##### Données #####

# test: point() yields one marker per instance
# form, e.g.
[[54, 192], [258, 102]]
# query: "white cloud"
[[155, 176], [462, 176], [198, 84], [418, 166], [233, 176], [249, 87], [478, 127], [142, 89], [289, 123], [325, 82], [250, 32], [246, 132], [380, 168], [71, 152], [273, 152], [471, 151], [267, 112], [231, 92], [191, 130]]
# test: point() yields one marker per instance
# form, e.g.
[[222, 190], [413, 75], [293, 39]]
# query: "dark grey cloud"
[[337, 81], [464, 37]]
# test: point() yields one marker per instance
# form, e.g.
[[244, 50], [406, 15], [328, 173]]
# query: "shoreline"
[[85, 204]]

#####
##### Données #####

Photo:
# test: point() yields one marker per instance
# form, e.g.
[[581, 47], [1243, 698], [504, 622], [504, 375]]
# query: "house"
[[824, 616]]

#####

Consigne –
Relevez chaque ligne des enregistrements ci-dessus où figure le mot « cloud ».

Réponse –
# query: "white cloud"
# query: "dark grey cloud"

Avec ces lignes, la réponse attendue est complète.